▶ [Exercise 1] In the listing, format the lines from the one containing "collar in the photograph above" through the one containing "x=553 y=794", inclusive, as a numbered list, skipping blank lines.

Brotli Compressed Data Format - Sami_Lehtinen
http://tools.ietf.org/html/draft-alakuijala-brotli-01
======
ot
It looks like the authors just looked at DEFLATE and tweaked it mainly by
better engineering and taking into account modern hardware specifications
(larger window size, ...), but largely ignoring the theoretical research that
has been carried out on LZ77 in the last few years.

For example a paper from last SODA [1] shows that by using a better
optimization algorithm and just simple universal codes instead of Huffman, it
is possible to beat zlib in space and compete with Snappy in decompression
speed (and I'm sure that the decoder can be further optimized). This is just
the last one on the topic but there have been quite a few.

Caveats: compression is fairly slow (but can be improved with heuristics) and
the datasets used in the experiments are big and very repetitive (so it is not
clear how it performs on small files), but still I think that many ideas
should finally find their way into modern compression formats.

▶ [Exercise 2] Rewrite the Brotli comment from "Caveats: compression is" through "modern compression formats.", inclusive, putting "test files" in place of "datasets".

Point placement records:
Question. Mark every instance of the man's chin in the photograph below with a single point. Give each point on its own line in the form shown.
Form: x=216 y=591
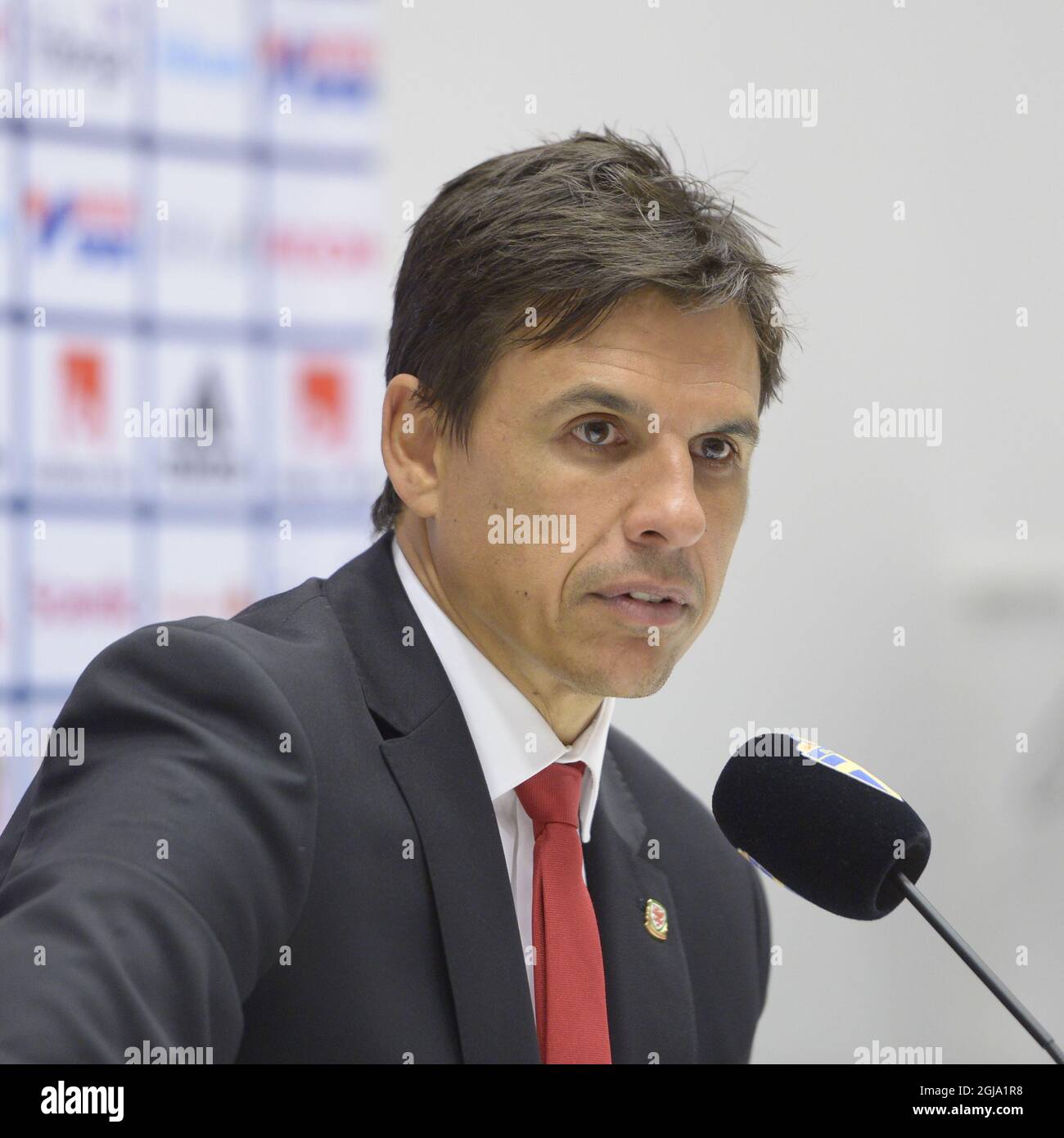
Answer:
x=625 y=680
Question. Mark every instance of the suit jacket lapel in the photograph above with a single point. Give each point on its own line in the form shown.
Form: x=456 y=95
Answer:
x=440 y=778
x=649 y=998
x=436 y=767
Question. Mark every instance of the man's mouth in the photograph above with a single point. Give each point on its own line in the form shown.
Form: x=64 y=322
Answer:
x=647 y=607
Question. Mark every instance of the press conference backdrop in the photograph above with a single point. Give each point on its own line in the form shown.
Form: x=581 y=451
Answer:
x=223 y=231
x=201 y=231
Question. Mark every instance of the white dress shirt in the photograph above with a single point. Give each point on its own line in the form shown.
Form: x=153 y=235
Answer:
x=504 y=726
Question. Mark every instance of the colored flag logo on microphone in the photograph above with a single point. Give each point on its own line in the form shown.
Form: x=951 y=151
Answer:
x=843 y=766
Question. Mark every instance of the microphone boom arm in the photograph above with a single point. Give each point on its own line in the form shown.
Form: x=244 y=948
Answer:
x=967 y=954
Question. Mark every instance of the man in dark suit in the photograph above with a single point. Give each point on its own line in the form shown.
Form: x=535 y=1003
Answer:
x=295 y=835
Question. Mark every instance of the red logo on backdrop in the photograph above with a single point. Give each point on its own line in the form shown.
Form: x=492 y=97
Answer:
x=322 y=396
x=83 y=391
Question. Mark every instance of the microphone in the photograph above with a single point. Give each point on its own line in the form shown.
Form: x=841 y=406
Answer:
x=836 y=834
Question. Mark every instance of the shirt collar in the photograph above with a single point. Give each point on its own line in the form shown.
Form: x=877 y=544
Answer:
x=502 y=721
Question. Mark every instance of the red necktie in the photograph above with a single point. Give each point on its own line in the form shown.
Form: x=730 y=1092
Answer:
x=570 y=985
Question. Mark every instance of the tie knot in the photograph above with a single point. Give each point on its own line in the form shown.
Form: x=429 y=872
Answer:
x=553 y=794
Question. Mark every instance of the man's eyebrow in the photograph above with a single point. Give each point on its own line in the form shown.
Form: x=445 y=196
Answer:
x=594 y=396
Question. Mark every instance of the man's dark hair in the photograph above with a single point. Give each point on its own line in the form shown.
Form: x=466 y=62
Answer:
x=566 y=229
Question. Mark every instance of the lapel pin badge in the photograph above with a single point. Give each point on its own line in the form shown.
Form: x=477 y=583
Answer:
x=656 y=919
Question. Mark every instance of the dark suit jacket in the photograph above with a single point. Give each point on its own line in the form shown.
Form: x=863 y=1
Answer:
x=280 y=845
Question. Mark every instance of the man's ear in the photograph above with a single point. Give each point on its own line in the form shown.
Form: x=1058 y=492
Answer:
x=408 y=437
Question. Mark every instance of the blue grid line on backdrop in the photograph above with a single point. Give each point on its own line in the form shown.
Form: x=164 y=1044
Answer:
x=140 y=513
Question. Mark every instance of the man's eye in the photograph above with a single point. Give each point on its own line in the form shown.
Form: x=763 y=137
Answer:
x=597 y=428
x=723 y=457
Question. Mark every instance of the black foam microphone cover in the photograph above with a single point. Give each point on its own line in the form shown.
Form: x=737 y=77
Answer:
x=819 y=824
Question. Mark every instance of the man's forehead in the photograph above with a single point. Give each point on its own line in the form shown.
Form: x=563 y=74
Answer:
x=719 y=368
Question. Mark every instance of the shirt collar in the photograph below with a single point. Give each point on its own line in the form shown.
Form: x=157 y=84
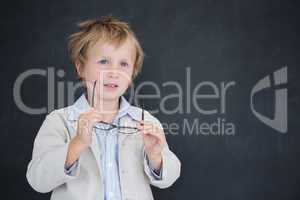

▶ [Final result 1]
1. Question. Mark every instance of the shirt collar in the photograph above with a single point. Give each point on its own line in the form shown.
2. Form: x=877 y=544
3. Answer:
4. x=502 y=721
5. Question. Mark every instance of the red necktie in the photograph above with a single point. Give each point on its own line in the form shown.
6. Form: x=730 y=1092
7. Answer:
8. x=570 y=985
9. Question. Mark every instance of the tie knot in the photograph above with a single point. Give each point on its own line in the form shown.
10. Form: x=429 y=872
11. Answer:
12. x=553 y=794

▶ [Final result 2]
Caveats: compression is fairly slow (but can be improved with heuristics) and
the test files used in the experiments are big and very repetitive (so it is not
clear how it performs on small files), but still I think that many ideas
should finally find their way into modern compression formats.